# Task statement:
Please continue the forum thread on finding a sportfishing charter in Destin, picking up after its final sentence.

# looking for sportfishing charter



## wrangler (Jul 21, 2008)

I will be in destin this coming sat (july 26) and will be there for a week. I have been calling around and no one I can find on the net will do make up or grouping together trips. My family doest want to go fishing and I need to find a charter group that wants to target yft, mahi, billfish etc. If anyone here can recomend a charter I might call that would do this or be interested let me know.


----------



## Magic236 (Oct 1, 2007)

I don't think you will find any walk up or split charters going offshore. Harborwalk and the Wharf and others have plenty of boats that do split charters for 4-12 hr trips, that will be primarily bottomfishing. The offshore (billfish) charters will be private where one party books the entire boat.

# Dataset rows:
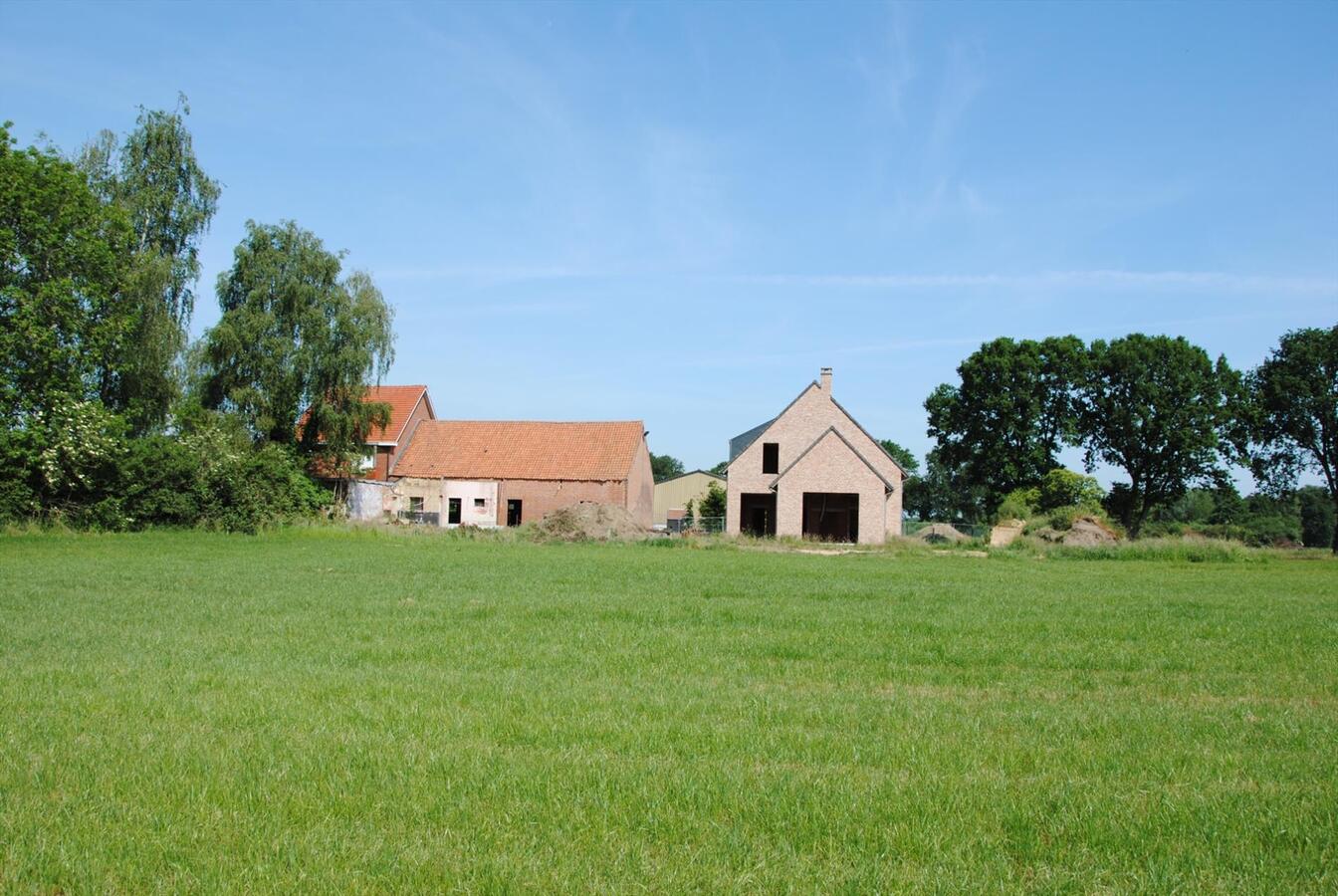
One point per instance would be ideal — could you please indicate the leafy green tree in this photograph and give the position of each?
(712, 505)
(65, 322)
(1317, 517)
(152, 175)
(1291, 412)
(664, 467)
(1065, 488)
(942, 494)
(903, 458)
(295, 335)
(1003, 427)
(1154, 407)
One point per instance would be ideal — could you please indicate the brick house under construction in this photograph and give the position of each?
(813, 472)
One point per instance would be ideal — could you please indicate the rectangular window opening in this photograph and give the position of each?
(771, 458)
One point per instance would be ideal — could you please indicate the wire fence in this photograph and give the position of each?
(700, 526)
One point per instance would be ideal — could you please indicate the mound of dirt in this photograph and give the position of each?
(1006, 533)
(940, 533)
(587, 522)
(1088, 531)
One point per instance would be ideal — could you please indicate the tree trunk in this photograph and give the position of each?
(1335, 522)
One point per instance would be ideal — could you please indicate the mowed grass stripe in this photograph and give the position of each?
(332, 710)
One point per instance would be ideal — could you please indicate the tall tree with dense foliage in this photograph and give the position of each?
(65, 320)
(665, 467)
(1292, 412)
(1003, 427)
(152, 175)
(295, 335)
(1155, 407)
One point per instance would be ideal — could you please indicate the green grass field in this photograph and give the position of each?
(324, 710)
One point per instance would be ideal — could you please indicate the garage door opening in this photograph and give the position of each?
(831, 517)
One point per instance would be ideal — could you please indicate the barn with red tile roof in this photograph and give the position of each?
(504, 472)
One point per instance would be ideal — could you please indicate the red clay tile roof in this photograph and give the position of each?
(401, 398)
(521, 450)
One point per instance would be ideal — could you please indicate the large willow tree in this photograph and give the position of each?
(154, 178)
(296, 336)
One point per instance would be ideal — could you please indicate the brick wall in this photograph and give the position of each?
(831, 467)
(541, 497)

# Response to the task:
----------



## wrangler (Jul 21, 2008)

Ok. I guess I will just do some pier and surf fishing. If anyone gets up a trip trolling offshore or some inshore fishingpost it hereand I will monitor the site as the house in destin I will be at starting saturday has ainternet connection. Also on the inshore fishing, does anyone come recomended in the area as far as guides for redfish, flounder and such?


----------



## Captain Woody Woods (Oct 2, 2007)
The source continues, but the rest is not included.